- [Matériel fourni]:
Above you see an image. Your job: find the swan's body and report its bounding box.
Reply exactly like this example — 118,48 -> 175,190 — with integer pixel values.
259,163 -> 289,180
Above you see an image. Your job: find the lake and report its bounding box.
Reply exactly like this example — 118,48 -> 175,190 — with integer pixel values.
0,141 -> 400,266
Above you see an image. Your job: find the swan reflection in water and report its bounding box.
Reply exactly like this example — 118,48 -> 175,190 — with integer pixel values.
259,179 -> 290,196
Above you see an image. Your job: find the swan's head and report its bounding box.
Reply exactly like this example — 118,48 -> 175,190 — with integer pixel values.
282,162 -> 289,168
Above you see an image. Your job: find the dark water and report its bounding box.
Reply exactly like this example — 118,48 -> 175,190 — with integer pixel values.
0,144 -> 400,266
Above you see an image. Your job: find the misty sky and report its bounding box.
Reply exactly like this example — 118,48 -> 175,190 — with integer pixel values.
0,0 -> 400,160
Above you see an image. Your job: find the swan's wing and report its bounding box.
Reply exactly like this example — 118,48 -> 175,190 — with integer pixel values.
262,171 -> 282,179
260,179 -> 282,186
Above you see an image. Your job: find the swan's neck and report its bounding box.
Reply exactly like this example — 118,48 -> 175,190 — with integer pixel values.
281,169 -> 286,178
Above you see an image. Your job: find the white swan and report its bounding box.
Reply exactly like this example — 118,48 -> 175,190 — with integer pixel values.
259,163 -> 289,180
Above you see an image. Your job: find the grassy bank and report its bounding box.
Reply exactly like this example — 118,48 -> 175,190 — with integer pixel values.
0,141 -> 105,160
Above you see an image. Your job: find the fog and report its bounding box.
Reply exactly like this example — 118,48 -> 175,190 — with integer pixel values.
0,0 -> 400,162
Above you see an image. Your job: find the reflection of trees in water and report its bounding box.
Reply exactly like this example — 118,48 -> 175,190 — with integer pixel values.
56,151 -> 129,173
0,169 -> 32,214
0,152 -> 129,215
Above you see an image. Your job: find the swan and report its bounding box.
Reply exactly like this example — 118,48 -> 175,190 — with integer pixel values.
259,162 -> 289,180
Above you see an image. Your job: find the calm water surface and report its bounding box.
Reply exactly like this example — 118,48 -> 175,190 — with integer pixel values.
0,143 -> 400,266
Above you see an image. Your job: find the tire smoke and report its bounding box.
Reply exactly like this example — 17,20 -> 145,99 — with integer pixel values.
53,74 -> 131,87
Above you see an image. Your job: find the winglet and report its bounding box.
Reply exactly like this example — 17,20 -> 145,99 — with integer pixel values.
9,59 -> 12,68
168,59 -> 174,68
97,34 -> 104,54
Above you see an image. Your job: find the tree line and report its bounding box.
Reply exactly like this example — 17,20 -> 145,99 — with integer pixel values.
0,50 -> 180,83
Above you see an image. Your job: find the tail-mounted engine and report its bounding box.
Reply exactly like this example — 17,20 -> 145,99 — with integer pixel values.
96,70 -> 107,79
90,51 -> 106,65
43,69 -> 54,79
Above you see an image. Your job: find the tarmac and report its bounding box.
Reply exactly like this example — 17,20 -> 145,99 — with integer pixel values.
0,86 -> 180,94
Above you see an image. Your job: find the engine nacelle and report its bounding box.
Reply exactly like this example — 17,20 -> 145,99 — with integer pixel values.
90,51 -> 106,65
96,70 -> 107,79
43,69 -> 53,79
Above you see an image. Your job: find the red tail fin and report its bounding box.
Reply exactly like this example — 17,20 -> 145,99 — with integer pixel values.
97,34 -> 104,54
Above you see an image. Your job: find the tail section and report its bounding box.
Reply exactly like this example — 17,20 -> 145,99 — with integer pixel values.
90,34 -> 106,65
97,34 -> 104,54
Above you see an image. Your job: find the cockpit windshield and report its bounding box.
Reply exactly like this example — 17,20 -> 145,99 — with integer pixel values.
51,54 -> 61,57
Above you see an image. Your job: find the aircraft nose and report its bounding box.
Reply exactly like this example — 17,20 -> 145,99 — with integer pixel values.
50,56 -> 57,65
---
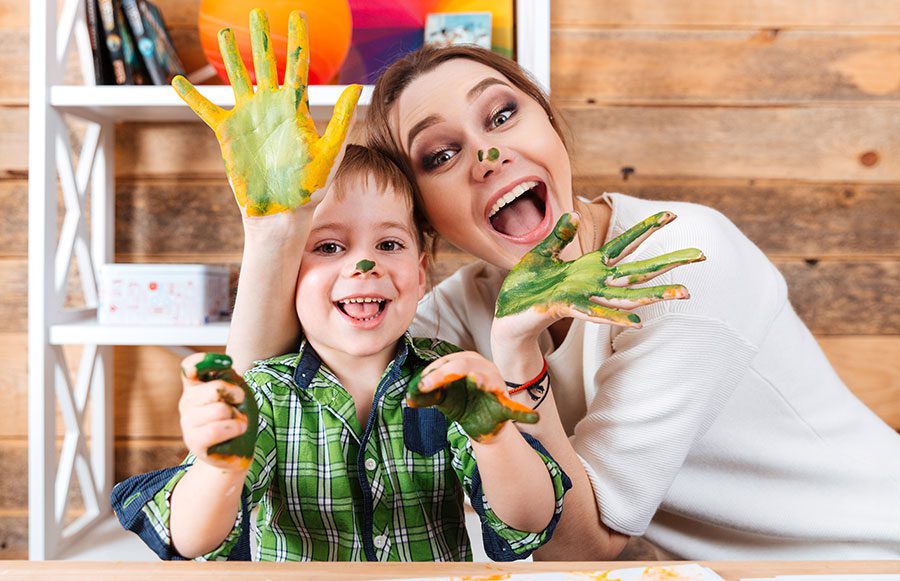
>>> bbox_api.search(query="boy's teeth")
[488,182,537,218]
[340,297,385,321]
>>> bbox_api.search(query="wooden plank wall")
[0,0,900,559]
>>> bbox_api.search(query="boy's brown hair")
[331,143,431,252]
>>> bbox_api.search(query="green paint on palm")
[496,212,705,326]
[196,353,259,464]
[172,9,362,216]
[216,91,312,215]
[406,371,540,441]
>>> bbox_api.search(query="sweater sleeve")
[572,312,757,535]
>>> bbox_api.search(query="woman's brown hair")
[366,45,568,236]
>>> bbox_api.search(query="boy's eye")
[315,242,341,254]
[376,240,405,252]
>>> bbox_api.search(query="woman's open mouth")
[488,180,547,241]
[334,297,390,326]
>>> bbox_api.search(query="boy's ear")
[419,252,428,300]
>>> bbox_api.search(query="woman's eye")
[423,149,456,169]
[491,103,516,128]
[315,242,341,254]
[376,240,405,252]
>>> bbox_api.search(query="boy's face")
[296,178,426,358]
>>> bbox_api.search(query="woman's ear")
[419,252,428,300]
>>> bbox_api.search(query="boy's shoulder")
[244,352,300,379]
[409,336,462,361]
* * *
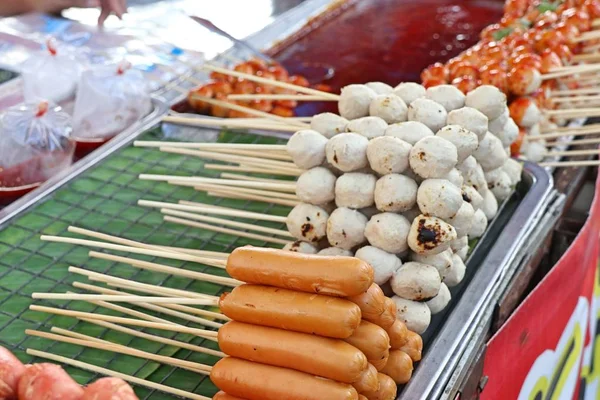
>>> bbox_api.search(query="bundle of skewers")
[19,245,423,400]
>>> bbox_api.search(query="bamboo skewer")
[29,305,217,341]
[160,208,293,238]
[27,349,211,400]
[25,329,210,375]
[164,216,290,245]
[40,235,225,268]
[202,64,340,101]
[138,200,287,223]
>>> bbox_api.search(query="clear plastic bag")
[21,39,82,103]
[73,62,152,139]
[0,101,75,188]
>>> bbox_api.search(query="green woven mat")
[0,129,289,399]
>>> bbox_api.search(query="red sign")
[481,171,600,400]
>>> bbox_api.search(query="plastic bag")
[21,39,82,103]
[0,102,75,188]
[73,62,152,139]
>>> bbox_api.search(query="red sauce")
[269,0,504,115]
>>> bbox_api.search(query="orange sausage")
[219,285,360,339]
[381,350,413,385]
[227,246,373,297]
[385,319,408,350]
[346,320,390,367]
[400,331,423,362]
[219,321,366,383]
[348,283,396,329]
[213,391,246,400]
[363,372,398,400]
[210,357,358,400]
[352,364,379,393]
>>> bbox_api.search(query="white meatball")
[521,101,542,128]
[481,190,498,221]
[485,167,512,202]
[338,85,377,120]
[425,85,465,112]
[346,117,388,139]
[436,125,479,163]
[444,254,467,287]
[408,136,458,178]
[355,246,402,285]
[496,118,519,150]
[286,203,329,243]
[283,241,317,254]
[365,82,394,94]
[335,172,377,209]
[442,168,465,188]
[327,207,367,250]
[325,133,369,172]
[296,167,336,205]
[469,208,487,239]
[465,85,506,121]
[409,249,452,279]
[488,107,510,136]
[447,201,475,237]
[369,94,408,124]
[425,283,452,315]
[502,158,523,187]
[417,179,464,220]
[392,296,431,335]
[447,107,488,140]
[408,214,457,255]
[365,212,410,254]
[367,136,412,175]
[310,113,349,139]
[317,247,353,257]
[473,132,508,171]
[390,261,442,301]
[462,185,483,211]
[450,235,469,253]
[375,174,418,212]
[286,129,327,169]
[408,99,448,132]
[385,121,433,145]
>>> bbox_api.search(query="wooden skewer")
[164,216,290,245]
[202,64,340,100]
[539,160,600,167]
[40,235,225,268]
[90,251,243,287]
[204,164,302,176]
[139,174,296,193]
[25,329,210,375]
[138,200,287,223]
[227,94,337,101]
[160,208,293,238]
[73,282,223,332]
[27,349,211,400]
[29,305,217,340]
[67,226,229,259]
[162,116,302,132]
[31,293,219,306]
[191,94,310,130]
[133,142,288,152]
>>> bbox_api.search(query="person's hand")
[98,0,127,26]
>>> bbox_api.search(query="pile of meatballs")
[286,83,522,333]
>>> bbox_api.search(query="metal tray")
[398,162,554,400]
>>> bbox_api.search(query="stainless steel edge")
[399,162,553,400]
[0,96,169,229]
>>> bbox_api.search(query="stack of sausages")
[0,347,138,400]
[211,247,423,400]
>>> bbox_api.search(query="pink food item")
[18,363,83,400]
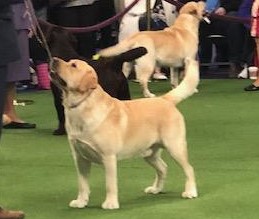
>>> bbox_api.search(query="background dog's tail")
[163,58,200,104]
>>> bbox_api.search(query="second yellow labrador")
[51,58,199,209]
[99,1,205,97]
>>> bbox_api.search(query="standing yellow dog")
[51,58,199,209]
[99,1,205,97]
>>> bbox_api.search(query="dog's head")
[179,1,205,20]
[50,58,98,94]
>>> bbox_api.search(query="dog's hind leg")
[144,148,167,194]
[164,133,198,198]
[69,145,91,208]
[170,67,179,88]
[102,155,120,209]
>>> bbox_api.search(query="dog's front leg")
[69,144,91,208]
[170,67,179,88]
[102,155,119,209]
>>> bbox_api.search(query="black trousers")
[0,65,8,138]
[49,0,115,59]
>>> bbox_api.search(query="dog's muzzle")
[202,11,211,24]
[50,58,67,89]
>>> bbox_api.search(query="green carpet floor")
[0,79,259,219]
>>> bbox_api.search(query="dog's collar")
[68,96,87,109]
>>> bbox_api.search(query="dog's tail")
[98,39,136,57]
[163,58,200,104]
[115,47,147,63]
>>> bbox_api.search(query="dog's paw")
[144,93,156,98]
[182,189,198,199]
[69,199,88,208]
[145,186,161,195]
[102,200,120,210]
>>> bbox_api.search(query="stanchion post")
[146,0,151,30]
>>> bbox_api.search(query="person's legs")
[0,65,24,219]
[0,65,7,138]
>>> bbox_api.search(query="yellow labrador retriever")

- [Travail demandé]: Reproduisez mot pour mot les lignes du matériel situées entre celle qui contient « Above you see an image. Your job: find the swan's neck » et celle qui contient « 281,169 -> 286,178 », ces deux lignes comprises.

- [Tâche réalisée]:
Above you see an image. Your job: find the swan's neck and report its bounding box.
Reply exactly like this example — 118,48 -> 175,190 — with integer pixel values.
281,169 -> 286,178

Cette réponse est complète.